*DO THIS:*
Only the lines from the one containing "Would you mind indicating the yellow flower" through the final line of the material below should be output, exactly as they stand.

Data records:
- - -
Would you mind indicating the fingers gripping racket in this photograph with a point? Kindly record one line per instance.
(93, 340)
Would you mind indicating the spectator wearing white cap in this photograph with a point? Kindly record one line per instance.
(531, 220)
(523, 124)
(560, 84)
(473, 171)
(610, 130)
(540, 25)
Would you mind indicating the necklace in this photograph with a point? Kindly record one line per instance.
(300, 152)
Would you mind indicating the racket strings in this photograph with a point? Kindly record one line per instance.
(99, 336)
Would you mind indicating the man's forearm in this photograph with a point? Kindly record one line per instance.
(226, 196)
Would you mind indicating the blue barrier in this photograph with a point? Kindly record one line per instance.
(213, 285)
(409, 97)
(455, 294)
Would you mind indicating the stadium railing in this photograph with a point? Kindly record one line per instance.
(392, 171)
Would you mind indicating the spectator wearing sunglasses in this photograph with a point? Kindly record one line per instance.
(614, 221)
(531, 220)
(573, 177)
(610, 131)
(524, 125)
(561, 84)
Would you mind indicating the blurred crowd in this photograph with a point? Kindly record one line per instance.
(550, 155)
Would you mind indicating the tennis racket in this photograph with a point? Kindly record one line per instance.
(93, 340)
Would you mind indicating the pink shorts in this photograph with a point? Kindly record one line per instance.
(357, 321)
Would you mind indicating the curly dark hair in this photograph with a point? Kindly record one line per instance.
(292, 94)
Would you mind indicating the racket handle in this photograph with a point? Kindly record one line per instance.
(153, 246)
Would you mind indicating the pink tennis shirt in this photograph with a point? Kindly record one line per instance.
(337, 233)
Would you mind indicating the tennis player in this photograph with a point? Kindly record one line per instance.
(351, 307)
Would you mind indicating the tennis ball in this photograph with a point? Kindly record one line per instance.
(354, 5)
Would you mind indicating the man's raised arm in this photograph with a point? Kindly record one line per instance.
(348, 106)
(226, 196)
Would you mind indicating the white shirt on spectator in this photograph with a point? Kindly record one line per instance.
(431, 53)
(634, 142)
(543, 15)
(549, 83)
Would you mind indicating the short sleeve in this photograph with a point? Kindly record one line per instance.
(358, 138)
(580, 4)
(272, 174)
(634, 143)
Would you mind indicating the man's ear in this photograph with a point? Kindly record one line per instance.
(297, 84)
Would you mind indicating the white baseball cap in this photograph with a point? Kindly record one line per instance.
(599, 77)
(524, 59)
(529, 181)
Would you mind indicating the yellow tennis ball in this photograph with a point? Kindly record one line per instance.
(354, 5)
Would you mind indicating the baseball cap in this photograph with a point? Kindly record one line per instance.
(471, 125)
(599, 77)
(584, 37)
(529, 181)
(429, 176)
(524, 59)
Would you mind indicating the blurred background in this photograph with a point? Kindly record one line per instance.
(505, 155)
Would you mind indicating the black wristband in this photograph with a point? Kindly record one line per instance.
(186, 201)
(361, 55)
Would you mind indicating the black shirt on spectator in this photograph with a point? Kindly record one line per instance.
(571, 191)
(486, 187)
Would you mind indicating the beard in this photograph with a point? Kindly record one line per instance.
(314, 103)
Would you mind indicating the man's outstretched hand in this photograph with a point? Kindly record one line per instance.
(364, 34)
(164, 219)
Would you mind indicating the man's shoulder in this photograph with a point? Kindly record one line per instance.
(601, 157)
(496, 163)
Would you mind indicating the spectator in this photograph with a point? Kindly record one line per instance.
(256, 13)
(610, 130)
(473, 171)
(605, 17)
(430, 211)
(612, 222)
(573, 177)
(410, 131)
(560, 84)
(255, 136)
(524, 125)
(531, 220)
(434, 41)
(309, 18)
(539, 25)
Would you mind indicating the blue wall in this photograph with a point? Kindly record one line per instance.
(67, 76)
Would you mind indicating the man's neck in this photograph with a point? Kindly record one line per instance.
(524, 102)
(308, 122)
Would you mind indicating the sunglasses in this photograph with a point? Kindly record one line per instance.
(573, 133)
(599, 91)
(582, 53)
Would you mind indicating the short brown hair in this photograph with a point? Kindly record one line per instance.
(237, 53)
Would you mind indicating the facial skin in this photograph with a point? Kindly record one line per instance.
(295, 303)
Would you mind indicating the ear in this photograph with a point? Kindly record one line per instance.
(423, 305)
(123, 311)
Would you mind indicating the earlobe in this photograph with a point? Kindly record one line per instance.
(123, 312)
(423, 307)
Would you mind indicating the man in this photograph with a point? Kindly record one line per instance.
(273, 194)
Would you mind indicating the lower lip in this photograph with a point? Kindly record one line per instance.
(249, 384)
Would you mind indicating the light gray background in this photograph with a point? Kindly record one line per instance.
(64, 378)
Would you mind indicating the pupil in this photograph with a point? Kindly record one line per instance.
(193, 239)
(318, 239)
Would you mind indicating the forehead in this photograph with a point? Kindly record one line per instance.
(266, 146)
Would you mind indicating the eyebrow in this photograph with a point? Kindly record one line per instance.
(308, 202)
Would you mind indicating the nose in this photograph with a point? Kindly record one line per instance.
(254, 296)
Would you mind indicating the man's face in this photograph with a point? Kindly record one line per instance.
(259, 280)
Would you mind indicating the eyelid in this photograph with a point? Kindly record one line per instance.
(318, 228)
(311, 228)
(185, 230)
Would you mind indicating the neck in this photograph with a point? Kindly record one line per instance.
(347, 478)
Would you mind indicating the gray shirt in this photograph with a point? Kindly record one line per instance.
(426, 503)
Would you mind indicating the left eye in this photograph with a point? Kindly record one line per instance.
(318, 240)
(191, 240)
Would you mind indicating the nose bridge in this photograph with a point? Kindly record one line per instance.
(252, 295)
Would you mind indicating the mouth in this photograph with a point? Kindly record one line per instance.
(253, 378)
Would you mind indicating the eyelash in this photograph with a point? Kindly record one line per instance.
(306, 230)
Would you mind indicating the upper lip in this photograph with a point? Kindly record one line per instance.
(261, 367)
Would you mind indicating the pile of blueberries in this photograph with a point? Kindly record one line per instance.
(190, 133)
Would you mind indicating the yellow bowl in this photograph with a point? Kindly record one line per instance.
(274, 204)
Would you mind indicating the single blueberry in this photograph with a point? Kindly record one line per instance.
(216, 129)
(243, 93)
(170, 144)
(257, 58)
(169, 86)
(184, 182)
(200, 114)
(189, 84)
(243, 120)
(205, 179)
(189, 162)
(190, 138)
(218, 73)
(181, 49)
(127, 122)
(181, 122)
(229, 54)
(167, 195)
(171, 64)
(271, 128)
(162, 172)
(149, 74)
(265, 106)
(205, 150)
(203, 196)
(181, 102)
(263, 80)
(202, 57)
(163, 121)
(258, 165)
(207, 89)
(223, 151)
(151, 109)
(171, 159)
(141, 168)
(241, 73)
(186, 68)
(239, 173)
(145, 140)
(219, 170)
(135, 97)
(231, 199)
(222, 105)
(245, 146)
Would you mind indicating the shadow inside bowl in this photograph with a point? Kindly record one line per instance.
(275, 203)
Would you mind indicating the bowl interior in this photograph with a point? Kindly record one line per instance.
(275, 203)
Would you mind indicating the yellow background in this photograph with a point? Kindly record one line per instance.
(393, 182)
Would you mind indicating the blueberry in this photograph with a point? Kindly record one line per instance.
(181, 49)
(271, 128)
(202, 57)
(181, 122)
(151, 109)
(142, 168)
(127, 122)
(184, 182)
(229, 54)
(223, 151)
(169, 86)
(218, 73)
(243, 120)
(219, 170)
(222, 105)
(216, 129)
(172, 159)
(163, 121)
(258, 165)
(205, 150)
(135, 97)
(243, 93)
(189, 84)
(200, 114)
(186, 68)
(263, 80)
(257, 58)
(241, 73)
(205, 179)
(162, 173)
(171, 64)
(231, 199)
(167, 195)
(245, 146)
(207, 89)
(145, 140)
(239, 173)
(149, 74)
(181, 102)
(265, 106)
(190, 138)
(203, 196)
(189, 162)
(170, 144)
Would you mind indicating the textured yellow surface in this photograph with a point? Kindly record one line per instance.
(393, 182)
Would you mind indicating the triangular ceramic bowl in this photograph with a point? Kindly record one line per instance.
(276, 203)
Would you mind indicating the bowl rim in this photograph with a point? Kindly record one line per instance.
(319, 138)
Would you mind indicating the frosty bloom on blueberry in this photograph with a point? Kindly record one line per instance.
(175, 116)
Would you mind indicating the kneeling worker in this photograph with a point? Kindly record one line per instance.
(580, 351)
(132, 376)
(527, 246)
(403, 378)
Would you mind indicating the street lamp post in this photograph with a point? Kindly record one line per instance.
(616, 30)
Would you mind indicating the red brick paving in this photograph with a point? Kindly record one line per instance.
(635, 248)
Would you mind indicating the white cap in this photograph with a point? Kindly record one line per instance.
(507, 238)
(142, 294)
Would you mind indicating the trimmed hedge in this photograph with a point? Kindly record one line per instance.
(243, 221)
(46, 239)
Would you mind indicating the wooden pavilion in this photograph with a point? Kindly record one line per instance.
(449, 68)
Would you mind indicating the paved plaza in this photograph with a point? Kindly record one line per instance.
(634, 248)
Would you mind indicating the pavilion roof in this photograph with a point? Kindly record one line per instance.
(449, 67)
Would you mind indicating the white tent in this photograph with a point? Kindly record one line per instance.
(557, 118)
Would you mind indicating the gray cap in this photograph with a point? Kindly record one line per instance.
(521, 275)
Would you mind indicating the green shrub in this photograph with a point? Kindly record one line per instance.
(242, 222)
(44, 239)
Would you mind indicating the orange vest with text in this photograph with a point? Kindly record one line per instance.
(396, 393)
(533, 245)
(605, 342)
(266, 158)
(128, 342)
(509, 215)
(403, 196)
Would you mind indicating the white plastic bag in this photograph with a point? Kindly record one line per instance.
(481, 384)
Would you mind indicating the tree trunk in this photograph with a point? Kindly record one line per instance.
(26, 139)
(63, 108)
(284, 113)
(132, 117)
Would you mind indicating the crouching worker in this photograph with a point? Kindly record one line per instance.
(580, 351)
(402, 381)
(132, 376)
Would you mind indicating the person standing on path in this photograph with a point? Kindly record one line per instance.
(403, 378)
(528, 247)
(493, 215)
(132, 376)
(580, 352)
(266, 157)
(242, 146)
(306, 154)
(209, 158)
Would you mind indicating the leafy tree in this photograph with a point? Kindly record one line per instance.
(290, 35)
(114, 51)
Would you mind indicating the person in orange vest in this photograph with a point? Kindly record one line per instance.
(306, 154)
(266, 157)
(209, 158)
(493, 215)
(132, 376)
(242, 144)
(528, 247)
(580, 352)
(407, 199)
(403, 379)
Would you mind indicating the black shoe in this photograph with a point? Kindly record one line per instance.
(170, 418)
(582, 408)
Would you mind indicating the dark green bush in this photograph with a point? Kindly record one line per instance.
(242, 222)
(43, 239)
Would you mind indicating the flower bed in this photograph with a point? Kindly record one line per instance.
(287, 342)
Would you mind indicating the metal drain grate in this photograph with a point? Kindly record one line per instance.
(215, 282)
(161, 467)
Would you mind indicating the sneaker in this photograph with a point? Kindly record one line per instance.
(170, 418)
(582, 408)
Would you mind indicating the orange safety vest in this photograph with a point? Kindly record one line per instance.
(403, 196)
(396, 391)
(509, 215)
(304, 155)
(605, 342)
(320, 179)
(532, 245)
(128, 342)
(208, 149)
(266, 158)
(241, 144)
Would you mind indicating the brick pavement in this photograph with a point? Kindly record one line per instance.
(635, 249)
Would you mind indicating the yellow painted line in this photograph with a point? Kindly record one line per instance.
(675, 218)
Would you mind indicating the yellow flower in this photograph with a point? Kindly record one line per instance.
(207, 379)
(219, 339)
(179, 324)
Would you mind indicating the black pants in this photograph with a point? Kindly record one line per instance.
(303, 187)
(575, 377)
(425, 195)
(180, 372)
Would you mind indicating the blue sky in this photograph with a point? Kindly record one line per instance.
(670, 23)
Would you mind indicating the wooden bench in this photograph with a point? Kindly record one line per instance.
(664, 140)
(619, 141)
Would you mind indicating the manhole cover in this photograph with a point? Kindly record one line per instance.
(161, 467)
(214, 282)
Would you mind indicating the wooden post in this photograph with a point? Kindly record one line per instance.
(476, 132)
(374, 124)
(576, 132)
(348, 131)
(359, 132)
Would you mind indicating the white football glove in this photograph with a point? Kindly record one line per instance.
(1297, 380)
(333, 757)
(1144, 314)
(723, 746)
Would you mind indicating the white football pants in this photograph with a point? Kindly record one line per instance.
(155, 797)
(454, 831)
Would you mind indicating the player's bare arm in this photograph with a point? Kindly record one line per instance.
- - -
*EXERCISE RESULT:*
Would you mind indicating the yellow flower in this photograph with a point? Kindly record one line per instance.
(207, 379)
(219, 339)
(179, 324)
Would you mind indicating the black pants in this photograph with a point? Kindly record one line per instance.
(303, 187)
(575, 377)
(425, 195)
(180, 372)
Would you mind indicating the blue sky in this photograph with a point? Kindly record one line per instance.
(670, 23)
Would you mind indicating the wooden bench in this photograph with a point? Kindly record one line per instance.
(664, 140)
(619, 141)
Would you mind indicating the manhole cover in this photograph with a point? Kindly record one line per instance.
(161, 467)
(214, 282)
Would you mind indicating the wooden post in this photograph with a point? Kindly record one line per instance.
(476, 132)
(374, 124)
(576, 132)
(348, 131)
(359, 132)
Would you mind indicating the white football glove in this photograph with a point? Kindly record one line per instance.
(1297, 380)
(333, 757)
(1144, 314)
(723, 746)
Would you mind indicating the white football pants in this photograph with a point? Kindly record one line per instance.
(155, 797)
(454, 831)
Would you mind indicating the player's bare arm in this photograph with a point? Kindly record one line per instance.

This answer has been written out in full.